### PROBLEM STATEMENT
Copy out every row below that contains the word "fence". Case matters.

### DATA FOR PROCESSING

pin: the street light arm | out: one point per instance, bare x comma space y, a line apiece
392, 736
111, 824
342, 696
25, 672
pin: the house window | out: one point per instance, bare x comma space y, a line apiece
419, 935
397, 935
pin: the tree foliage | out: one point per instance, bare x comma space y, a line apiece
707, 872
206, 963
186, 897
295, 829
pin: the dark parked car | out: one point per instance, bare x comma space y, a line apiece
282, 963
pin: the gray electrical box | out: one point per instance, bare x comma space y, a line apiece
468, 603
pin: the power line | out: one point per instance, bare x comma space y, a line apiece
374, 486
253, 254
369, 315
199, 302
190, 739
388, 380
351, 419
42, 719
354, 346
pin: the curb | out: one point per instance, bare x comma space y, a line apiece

==

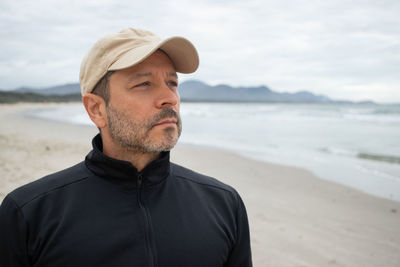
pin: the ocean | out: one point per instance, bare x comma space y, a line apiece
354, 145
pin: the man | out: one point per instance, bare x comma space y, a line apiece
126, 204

---

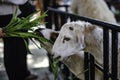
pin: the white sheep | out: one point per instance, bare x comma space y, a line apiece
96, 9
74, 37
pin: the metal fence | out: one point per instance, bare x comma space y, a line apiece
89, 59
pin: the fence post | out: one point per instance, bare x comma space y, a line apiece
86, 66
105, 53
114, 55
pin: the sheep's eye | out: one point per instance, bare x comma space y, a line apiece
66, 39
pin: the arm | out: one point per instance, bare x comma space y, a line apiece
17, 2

### REPLY TO THE TASK
pin: the metal fence | out: one point per instance, bare x comma space y, a line apiece
pin: the fence post | out: one point per instance, bare x comma space y, a line apiece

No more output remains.